Every line of the records that contains the string "cladding" counts once; give the total and nothing else.
+++ Data for this exercise +++
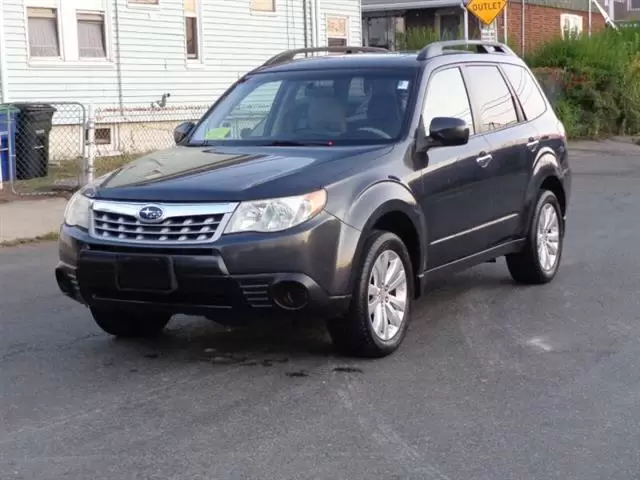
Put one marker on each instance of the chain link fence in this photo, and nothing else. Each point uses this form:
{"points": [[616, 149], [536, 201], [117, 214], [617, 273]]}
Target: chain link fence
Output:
{"points": [[51, 147], [43, 148], [117, 136]]}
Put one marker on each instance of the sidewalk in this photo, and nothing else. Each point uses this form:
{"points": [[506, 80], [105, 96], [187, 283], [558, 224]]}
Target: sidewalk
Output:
{"points": [[28, 219]]}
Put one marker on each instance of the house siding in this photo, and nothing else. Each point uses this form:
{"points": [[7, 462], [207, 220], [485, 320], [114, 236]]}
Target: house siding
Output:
{"points": [[149, 42]]}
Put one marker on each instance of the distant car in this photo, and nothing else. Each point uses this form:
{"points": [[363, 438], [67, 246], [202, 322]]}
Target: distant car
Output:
{"points": [[286, 199]]}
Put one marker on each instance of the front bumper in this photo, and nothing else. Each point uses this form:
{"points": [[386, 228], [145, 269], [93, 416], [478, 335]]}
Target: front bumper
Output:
{"points": [[245, 275]]}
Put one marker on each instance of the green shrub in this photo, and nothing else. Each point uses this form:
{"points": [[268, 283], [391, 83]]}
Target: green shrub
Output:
{"points": [[599, 78]]}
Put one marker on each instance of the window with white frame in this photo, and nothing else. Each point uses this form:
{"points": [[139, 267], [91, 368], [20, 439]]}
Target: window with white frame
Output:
{"points": [[570, 25], [263, 5], [91, 35], [44, 37], [337, 32], [192, 39]]}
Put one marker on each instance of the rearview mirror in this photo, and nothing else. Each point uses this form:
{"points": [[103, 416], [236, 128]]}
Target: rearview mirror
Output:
{"points": [[182, 130], [448, 131]]}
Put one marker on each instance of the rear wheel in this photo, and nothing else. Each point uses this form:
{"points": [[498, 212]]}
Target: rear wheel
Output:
{"points": [[125, 323], [378, 318], [539, 260]]}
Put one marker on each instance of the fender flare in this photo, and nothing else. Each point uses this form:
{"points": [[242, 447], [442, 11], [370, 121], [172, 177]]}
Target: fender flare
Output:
{"points": [[375, 202], [546, 166]]}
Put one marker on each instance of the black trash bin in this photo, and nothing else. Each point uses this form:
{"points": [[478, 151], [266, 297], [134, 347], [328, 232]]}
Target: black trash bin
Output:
{"points": [[33, 126]]}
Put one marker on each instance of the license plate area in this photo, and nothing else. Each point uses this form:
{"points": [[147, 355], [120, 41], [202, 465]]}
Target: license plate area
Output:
{"points": [[145, 273]]}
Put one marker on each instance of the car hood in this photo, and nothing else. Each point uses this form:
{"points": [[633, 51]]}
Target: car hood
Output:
{"points": [[194, 174]]}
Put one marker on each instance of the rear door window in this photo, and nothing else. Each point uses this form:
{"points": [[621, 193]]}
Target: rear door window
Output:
{"points": [[492, 98], [527, 91], [447, 97]]}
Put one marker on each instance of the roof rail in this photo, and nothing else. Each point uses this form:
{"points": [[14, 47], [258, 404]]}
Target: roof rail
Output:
{"points": [[437, 48], [289, 55]]}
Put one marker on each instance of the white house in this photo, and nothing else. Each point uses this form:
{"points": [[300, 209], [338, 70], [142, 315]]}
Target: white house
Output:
{"points": [[157, 62]]}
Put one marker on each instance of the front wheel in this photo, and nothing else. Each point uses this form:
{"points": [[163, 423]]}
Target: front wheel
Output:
{"points": [[381, 303], [127, 324], [539, 260]]}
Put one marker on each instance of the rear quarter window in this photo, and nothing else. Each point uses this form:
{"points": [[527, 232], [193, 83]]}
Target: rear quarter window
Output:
{"points": [[527, 91]]}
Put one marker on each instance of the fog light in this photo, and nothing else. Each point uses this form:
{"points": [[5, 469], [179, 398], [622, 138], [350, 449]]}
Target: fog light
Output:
{"points": [[290, 295]]}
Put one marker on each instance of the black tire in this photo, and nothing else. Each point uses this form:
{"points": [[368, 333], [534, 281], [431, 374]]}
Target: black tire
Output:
{"points": [[127, 324], [353, 334], [525, 266]]}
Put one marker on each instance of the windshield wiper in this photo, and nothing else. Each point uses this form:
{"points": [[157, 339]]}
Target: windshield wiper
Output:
{"points": [[293, 143]]}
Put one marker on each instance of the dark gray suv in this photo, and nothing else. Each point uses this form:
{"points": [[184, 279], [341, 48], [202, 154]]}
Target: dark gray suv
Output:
{"points": [[336, 185]]}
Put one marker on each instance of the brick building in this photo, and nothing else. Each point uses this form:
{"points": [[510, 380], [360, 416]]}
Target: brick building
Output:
{"points": [[384, 20]]}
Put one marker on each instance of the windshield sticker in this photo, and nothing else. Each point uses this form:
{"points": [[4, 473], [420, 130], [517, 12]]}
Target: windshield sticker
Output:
{"points": [[217, 133]]}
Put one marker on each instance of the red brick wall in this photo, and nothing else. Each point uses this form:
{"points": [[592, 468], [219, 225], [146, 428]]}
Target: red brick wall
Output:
{"points": [[541, 24]]}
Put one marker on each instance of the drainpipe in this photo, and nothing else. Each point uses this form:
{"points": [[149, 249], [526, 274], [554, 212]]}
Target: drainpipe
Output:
{"points": [[4, 79], [119, 60], [612, 10], [305, 14], [318, 19], [522, 29]]}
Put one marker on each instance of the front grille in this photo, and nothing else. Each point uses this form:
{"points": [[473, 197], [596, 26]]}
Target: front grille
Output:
{"points": [[181, 224], [180, 229]]}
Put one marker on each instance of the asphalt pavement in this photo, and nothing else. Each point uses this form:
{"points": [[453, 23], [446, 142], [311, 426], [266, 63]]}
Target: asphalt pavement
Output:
{"points": [[494, 381]]}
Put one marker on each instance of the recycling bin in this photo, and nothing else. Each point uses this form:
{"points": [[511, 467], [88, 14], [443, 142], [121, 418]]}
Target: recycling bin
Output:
{"points": [[7, 143], [33, 126]]}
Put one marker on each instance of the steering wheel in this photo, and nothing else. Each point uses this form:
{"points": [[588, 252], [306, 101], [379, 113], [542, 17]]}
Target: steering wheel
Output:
{"points": [[375, 131]]}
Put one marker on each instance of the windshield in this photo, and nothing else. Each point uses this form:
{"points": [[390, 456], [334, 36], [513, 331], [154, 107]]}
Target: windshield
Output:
{"points": [[331, 107]]}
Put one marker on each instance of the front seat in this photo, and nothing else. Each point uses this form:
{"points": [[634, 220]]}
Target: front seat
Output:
{"points": [[383, 113]]}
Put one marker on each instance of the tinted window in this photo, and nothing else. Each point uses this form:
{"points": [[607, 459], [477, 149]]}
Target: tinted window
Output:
{"points": [[447, 97], [527, 91], [492, 97]]}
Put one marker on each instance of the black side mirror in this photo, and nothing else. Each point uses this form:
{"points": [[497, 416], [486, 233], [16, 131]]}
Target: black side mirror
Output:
{"points": [[181, 131], [448, 131]]}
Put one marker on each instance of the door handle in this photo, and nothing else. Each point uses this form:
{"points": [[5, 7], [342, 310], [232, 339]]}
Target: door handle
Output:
{"points": [[533, 143], [484, 159]]}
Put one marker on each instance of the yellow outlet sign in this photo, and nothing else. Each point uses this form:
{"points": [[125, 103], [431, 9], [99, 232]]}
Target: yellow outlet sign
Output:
{"points": [[486, 10]]}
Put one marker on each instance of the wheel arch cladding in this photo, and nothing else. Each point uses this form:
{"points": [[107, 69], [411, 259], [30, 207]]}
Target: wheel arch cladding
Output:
{"points": [[389, 206], [553, 184]]}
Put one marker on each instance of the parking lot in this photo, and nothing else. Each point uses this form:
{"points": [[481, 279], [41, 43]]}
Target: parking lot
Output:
{"points": [[494, 381]]}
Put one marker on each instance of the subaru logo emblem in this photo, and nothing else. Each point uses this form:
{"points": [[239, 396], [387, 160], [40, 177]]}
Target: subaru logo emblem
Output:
{"points": [[151, 214]]}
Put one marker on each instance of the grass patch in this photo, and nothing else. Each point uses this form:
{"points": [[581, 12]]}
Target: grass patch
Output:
{"points": [[25, 241], [67, 175], [598, 81]]}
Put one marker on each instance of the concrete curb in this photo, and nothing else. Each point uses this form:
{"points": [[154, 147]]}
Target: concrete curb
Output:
{"points": [[29, 220]]}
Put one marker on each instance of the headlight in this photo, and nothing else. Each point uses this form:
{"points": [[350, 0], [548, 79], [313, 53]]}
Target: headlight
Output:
{"points": [[276, 214], [77, 212]]}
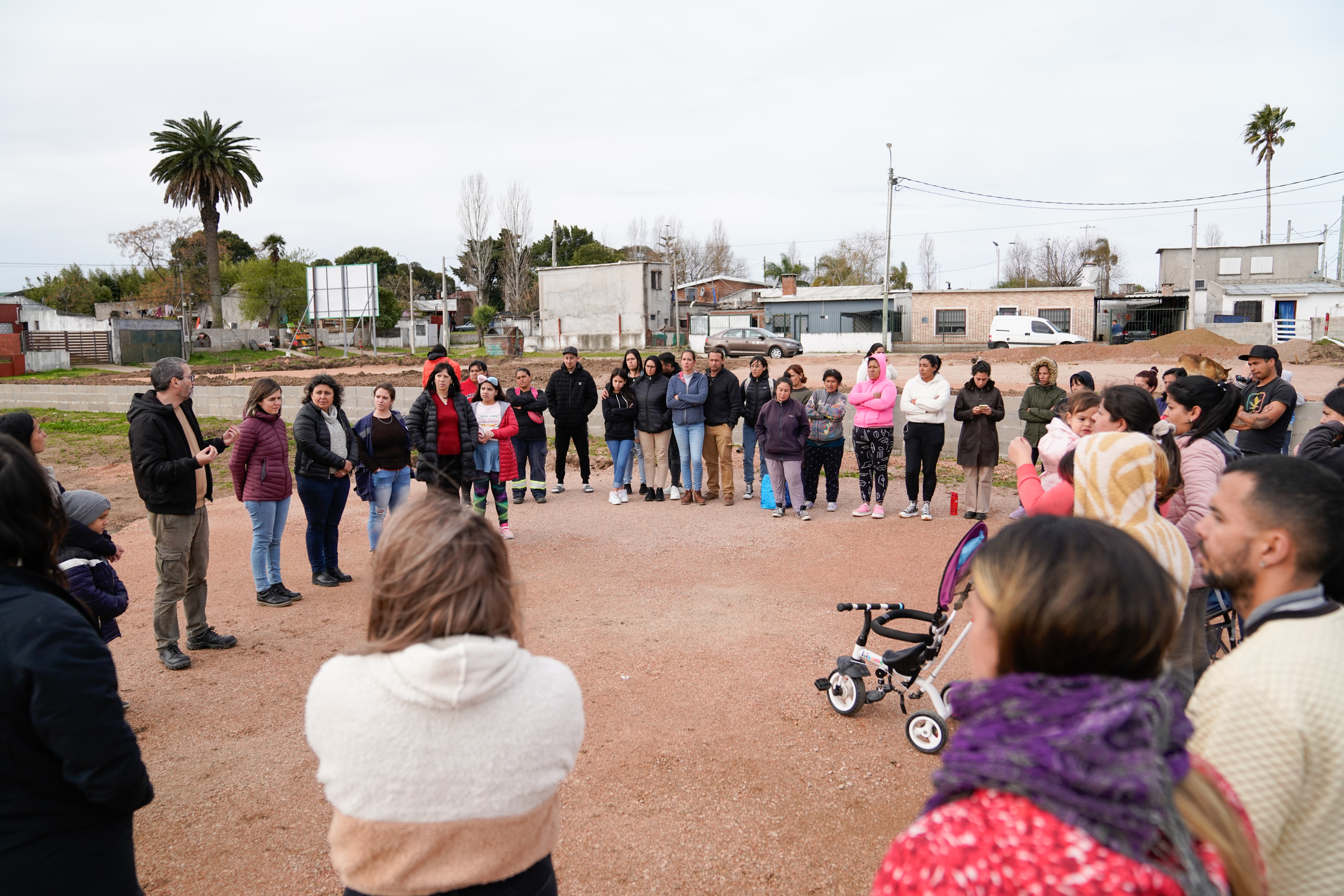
+++
**Task response**. 2